• Description of the task: Rewrite every line of the listing with "photo" swapped for "image" and nothing else changed. Leave the pictures out of your answer.

Saved entries:
========================================

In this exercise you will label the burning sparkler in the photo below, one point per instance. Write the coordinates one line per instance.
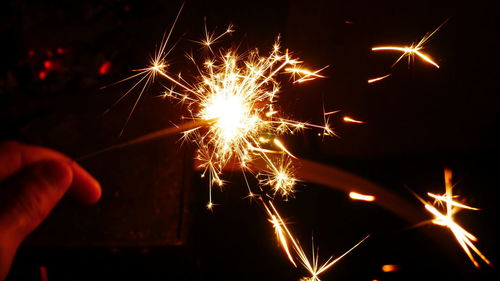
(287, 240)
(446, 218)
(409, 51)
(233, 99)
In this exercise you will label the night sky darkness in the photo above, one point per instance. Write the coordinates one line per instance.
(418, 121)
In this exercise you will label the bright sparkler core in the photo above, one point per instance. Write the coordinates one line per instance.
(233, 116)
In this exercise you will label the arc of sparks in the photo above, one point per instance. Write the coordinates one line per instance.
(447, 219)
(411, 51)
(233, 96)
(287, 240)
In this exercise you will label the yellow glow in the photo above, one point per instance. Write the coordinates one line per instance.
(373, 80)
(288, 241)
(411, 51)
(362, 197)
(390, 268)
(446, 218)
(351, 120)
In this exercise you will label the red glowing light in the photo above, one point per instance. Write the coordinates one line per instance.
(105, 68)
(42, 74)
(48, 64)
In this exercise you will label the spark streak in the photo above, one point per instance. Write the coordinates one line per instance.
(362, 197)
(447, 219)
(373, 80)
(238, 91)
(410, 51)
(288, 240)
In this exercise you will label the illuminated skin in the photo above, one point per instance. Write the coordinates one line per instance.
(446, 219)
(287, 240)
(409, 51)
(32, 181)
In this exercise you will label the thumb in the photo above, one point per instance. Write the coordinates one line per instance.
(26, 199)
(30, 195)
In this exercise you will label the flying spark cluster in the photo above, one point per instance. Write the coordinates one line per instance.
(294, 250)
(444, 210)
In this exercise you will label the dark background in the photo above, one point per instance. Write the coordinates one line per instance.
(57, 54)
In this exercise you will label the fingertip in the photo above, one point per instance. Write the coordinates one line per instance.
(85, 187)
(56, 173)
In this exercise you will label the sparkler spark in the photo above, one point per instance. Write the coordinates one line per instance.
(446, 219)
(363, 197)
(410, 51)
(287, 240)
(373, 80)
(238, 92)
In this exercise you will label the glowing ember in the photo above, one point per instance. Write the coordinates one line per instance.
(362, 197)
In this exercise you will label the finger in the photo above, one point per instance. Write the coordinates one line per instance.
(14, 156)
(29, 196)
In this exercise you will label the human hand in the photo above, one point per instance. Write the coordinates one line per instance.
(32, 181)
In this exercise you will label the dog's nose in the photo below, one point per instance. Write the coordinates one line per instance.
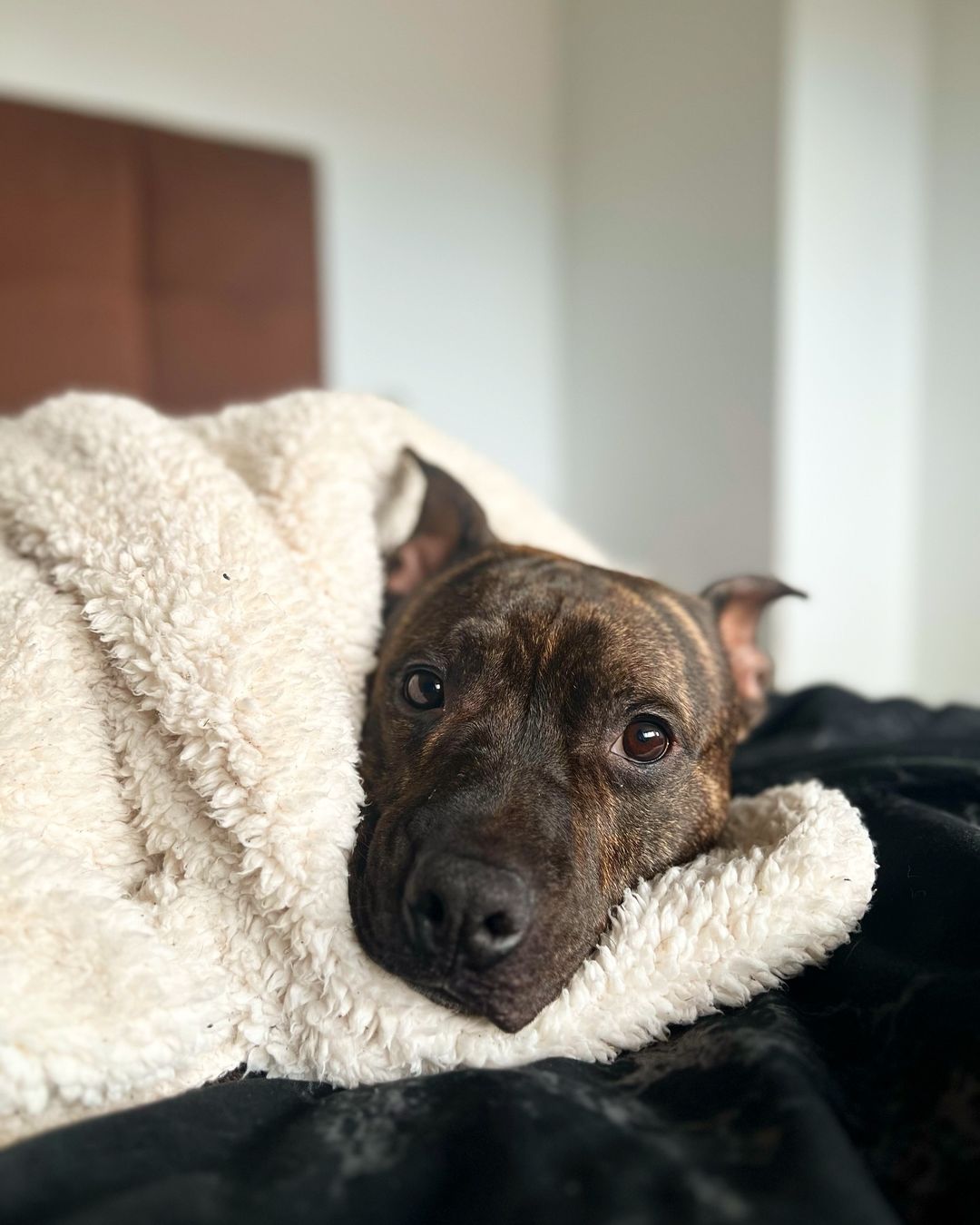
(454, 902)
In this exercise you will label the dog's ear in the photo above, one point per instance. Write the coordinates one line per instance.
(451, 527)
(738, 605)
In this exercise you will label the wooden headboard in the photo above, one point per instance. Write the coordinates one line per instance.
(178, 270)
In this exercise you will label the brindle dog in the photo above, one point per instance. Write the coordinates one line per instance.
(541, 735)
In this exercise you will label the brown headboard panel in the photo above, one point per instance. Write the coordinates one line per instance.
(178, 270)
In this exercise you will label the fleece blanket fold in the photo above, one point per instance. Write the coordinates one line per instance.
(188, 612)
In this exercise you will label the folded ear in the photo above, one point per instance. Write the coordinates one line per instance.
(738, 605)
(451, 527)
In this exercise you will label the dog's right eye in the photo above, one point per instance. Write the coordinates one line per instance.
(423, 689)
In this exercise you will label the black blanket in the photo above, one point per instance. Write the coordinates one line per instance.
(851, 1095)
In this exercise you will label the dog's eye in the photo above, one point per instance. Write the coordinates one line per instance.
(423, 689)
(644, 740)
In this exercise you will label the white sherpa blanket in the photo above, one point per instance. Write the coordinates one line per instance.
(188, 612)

========================================

• Exercise result:
In this exercise you will label the burning sparkler in the image below, one point per instance. Write the coordinates one line per instance.
(287, 240)
(446, 218)
(409, 51)
(233, 99)
In this exercise you will label the night sky darkness in the image above, one point per instance. Write the coordinates one line per instance.
(418, 121)
In this exercise you will label the bright sparkler core in the image above, one point per instance. Write the coordinates one line per instance.
(233, 116)
In this exercise you will label the arc of sparks in the image above, one point per instance. Write the coordinates one line per instance.
(447, 219)
(411, 51)
(233, 96)
(287, 240)
In this exercise you will label the yellow glow in the image above, one point per instance. Write the coordinates one line per instance.
(373, 80)
(288, 241)
(411, 51)
(362, 197)
(390, 268)
(446, 218)
(351, 120)
In this exercise you will label the red glowing light in the image above, one point per instance. Write the coordinates one line per instance.
(105, 68)
(42, 74)
(48, 64)
In this exercise you will label the spark streak in the image above, one point per instance. Write the coordinates one line per instance.
(362, 197)
(447, 219)
(373, 80)
(238, 91)
(410, 51)
(288, 240)
In this exercise you will label the illuminated skin in the image above, one point per instance. Write the coordinates one line per instance.
(446, 219)
(287, 240)
(409, 51)
(32, 181)
In this exercise you will label the thumb in the image above, one point per instance. Write the coordinates one line per instance.
(26, 199)
(30, 195)
In this exercise you will label the flying spark cluster in the image above, one point per instance. Write the coordinates one line per instance.
(294, 250)
(444, 210)
In this exercise you will label the dark background in the image above, one point per instance. Write the coordinates one line per instance.
(57, 54)
In this exercise you will label the fingertip in the image above, one point per instance. Write the coordinates one line per instance.
(85, 187)
(56, 173)
In this exercise you will label the sparkler spark in the image above, one point per instance. Write the coordinates one line per instance.
(446, 219)
(363, 197)
(410, 51)
(287, 240)
(373, 80)
(238, 92)
In this exercise you will label the glowing ember in the image above, one point per instance. Write the coordinates one line per instance.
(362, 197)
In this exercise you will label the finger in the image above, one point per instance. Write the coordinates one line per instance.
(14, 156)
(29, 196)
In this exercise you will label the human hand in the image above, one point per instance. Write the coordinates one line per instance.
(32, 181)
In this exercise you will label the dog's nose in the image below, one point per instance. Write the coordinates one line per instance.
(454, 902)
In this exercise you will label the dog's ear in the image above, one point per instance. Write the coordinates one line per instance.
(451, 527)
(738, 605)
In this exercise you will label the wooden headboard in the image above, one point per instance. Write the coordinates one line per instance.
(178, 270)
In this exercise you will label the brindle dog in the image above, one point per instance. Write the coordinates one line per instance.
(541, 735)
In this exercise you will label the brown headboard panel in the image above, one point per instance. Write the coordinates one line per instance.
(178, 270)
In this exercise you will label the fleece blanket fold in the image above, one point per instance. Write the coordinates one line per instance.
(188, 612)
In this exercise you will label the folded ear in the image above, one point per instance. Write the coordinates one line per instance.
(738, 605)
(451, 527)
In this exercise you will label the dog's right eye in the image above, one point per instance. Write the coordinates one line per instance.
(423, 689)
In this exercise you will label the black blanket in the image above, one point per instance. Write the coordinates one line per instance.
(851, 1095)
In this exercise you will label the dog's eye in the image above, one point per instance. Write the coordinates one line per instance.
(423, 689)
(644, 740)
In this exercise you will label the white sherpa blanket in the image above, one point per instance. Write the coordinates one line per instance.
(188, 612)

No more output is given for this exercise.